▸ What to do: Convert the data below into a JSON array of strings with one string per line, omitting any blank lines.

* START Raw records *

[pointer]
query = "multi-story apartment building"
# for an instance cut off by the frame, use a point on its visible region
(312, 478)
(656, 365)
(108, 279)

* END Raw records *

▸ Task answer:
[
  "[pointer]",
  "query = \"multi-story apartment building\"",
  "# for an instance cut off by the frame, use a point on its visible region",
  "(312, 478)",
  "(656, 365)",
  "(108, 279)"
]